## [DOCUMENT EXCERPT]
----------

|O'ROURKE, JAMIE - Iowa State University|
|GRIMWOOD, JANE - Stanford University School Of Medicine|
Submitted to: BMC Genomics
Publication Type: Peer Reviewed Journal
Publication Acceptance Date: 7/22/2009
Publication Date: 8/13/2009
Citation: O'Rourke, J.A., Nelson, R., Grant, D.M., Schmutz, J., Grimwald, J., Cannon, S.B., Vance, C.P., Graham, M.A., Shoemaker, R.C. 2009. Integrating Microarray Analysis and the Soybean Genome to Understand the Soybean's Iron Deficiency Response. Biomed Central(BMC)Genomics. 10:376. Available: http://www.biomedcentral.com/1471-2164/10/376.
Interpretive Summary: Although iron is one of the most abundant nutrients in the earth's crust, plants often suffer from iron deficiency chlorosis due to the inability of the plant to take up the iron from the soil. Deficiency of iron in plants can cause iron deficiency in children and child-bearing women in many third-world countries. Little is known about the genetic control of iron deficiency in plants. In this study, the authors identified genes that are likely involved in maintenance of iron balance in plants. They classified the genes by function, and then determined where on each of soybean's 20 chromosome pairs each gene was located. They were surprised to find that the genes were clustered in the genome. A more detailed analysis of the genes identified unique DNA sequences, in common among many genes, that control the expression of the genes. This information is important for understanding how iron balance is regulated in soybean and will be useful to geneticists, physiologists and plant breeders.

----------

## [PROVIDED INFORMATION]
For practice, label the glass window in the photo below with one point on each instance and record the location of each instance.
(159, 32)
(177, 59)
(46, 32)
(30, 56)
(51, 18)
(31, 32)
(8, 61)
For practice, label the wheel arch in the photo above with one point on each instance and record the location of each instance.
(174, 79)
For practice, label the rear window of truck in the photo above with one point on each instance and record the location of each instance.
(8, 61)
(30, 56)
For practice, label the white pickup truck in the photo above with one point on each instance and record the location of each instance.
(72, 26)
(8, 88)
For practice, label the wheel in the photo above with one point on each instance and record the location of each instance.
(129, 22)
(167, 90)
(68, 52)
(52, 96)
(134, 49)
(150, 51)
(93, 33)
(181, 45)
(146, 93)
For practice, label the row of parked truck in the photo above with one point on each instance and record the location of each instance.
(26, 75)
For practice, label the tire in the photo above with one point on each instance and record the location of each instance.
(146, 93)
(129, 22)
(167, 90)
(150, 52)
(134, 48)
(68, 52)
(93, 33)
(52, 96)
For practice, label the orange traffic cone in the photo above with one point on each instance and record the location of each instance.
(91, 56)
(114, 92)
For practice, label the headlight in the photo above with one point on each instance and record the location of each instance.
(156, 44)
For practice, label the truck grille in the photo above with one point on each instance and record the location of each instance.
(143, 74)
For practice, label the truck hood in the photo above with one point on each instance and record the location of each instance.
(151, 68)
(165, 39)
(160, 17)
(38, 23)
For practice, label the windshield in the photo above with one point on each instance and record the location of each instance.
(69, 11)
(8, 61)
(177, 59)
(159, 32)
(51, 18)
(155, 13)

----------

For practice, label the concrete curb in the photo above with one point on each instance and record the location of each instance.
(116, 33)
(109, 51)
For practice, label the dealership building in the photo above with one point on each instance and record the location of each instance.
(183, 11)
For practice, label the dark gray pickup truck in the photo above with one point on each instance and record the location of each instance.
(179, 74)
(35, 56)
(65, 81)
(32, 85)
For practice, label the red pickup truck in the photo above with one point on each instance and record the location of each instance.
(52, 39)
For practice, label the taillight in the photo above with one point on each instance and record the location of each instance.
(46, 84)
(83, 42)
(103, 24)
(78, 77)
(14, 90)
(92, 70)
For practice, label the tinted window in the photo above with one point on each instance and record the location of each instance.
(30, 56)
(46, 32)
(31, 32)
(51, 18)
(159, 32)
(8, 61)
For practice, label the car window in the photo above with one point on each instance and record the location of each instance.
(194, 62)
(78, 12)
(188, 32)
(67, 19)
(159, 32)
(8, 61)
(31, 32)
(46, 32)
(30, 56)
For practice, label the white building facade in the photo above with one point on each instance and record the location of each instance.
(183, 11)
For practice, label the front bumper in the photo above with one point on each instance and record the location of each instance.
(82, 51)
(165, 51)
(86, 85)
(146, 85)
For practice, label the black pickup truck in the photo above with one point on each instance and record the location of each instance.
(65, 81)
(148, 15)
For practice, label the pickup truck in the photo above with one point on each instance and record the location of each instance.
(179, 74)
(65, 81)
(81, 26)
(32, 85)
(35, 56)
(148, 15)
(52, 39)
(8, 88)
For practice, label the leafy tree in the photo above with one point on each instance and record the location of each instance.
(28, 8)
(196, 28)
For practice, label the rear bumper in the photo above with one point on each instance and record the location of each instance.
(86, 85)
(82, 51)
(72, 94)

----------

## [TASK OBJECTIVE]
Answer these questions about the soybean iron study record:
(a) To which journal was the paper submitted?
(b) What is the publication acceptance date?
(c) How many chromosome pairs does soybean have, according to the interpretive summary?

## [RESPONSE TO THE TASK]
(a) BMC Genomics
(b) 7/22/2009
(c) 20